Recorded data
= Beginning of Section =

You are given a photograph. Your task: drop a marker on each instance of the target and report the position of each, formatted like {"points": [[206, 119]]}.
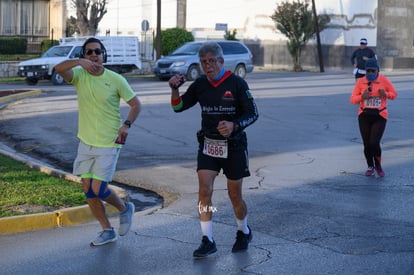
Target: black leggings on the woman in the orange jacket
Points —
{"points": [[372, 128]]}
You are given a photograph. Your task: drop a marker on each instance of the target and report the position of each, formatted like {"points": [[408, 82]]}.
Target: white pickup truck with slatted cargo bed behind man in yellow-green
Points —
{"points": [[122, 56]]}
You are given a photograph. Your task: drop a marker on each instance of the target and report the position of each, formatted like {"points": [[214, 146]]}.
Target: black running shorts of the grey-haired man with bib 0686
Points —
{"points": [[235, 166]]}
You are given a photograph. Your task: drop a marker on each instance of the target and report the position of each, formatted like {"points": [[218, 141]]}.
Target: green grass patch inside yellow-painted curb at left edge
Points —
{"points": [[27, 191]]}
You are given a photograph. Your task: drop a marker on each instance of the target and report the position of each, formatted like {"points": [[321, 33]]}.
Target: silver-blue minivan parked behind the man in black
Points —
{"points": [[184, 60]]}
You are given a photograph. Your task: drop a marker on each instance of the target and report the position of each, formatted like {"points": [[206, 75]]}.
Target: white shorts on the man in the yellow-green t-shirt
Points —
{"points": [[97, 161]]}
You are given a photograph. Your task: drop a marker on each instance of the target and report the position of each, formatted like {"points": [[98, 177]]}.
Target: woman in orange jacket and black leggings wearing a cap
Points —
{"points": [[371, 93]]}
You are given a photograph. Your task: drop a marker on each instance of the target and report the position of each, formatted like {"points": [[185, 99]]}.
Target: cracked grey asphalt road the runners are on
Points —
{"points": [[311, 209]]}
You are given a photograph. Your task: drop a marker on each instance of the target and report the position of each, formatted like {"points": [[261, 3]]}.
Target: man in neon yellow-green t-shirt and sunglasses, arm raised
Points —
{"points": [[101, 132]]}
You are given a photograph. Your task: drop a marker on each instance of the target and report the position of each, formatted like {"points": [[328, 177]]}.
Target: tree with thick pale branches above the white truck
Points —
{"points": [[88, 15]]}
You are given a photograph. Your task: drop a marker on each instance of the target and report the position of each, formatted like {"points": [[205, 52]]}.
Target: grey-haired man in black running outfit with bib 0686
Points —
{"points": [[227, 108]]}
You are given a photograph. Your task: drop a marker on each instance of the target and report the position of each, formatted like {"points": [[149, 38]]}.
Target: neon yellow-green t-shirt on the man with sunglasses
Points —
{"points": [[99, 106]]}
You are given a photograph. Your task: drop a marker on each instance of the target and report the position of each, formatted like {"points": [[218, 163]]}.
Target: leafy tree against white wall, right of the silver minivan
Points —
{"points": [[296, 21]]}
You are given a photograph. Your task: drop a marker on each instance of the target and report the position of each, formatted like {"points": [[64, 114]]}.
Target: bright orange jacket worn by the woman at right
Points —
{"points": [[381, 82]]}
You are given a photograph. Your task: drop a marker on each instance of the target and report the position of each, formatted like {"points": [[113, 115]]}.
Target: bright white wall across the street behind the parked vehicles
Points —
{"points": [[350, 19]]}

= End of Section =

TO DO
Could you return all the entries exactly as they appear, minus the pictures?

THE COMPLETED TASK
You are given a photograph. Your task: drop a marker on each instance of the target and report the position of each, formatted like {"points": [[206, 119]]}.
Target: black leggings on the woman in the orange jacket
Points —
{"points": [[372, 128]]}
You are given a photograph. Your task: drop a marker on each instance of the target and report the position of each, formatted like {"points": [[408, 82]]}.
Target: white pickup truck with slatted cargo bed behind man in yellow-green
Points —
{"points": [[122, 56]]}
You are given a photograph. Your task: drop a marker on each instance of the target and report the position of each, formatted like {"points": [[214, 146]]}.
Target: black running shorts of the grey-haired man with bib 0686
Points —
{"points": [[235, 166]]}
You are given a photograph. Your task: drop a marker on each instance of the target and report the position of each, formatted like {"points": [[218, 141]]}.
Target: green grass patch inside yellow-painted curb at left edge
Points —
{"points": [[27, 191]]}
You are given a photograph. Your task: drop a marker on each instance of the target and report the position of each, formatted like {"points": [[321, 33]]}.
Target: silver-blue minivan parked behind the man in black
Points —
{"points": [[184, 60]]}
You are given a photograph. Your task: drop a marker on each instance of the target and report the position of each, formatted like {"points": [[206, 75]]}.
Target: white shorts on the man in the yellow-green t-shirt
Points —
{"points": [[97, 161]]}
You are given a photograph. Your task: drop a marker on each instance of the target and report the position of each, formatted like {"points": [[98, 177]]}.
Target: woman in orange jacket and black leggings wearing a cap
Points —
{"points": [[371, 93]]}
You are given a photograph. Your task: drop a marker on each instance of the target and report the position of each, formatted like {"points": [[185, 99]]}.
Target: cracked grey asphalt road the runners are on
Points —
{"points": [[311, 209]]}
You are given a photograph. Your task: drop a marker on each instance of the target and report the position of each, formatted like {"points": [[261, 3]]}.
Target: man in neon yellow-green t-shirt and sunglasses, arm raised
Points —
{"points": [[101, 132]]}
You are given a photograph. Your task: drop a marker on each instance of the target and report the position of each, formatted like {"points": [[328, 177]]}.
Target: tree with thick pale branches above the white truck
Points —
{"points": [[88, 15]]}
You are given a photograph. Your task: drop a marker on each instance of the target and report the position of each, formatted like {"points": [[205, 52]]}.
Target: grey-haired man in black running outfit with bib 0686
Points —
{"points": [[227, 108]]}
You are given a photograph. Your task: drop a marker on each instance of the target and report the position of each, formatted like {"points": [[149, 38]]}.
Target: neon yellow-green t-shirt on the man with sunglasses
Points —
{"points": [[99, 106]]}
You are given a photograph. Your task: drop a marker on each instance of the target and report the position of each, formatted like {"points": [[218, 163]]}.
Target: leafy tree against white wall, right of the silver minivan
Points —
{"points": [[296, 21]]}
You are given a photograph. Your task: drop a marker on each instance of the target and report the position of each, formatted like {"points": [[64, 114]]}.
Target: bright orange jacket worn by the woman at right
Points —
{"points": [[381, 82]]}
You are given a photograph. Your task: drop a marker on each instance of the target and report the position of each, formatted like {"points": [[113, 115]]}.
Target: bright white wall across the street behind the parked vehicles
Points —
{"points": [[350, 19]]}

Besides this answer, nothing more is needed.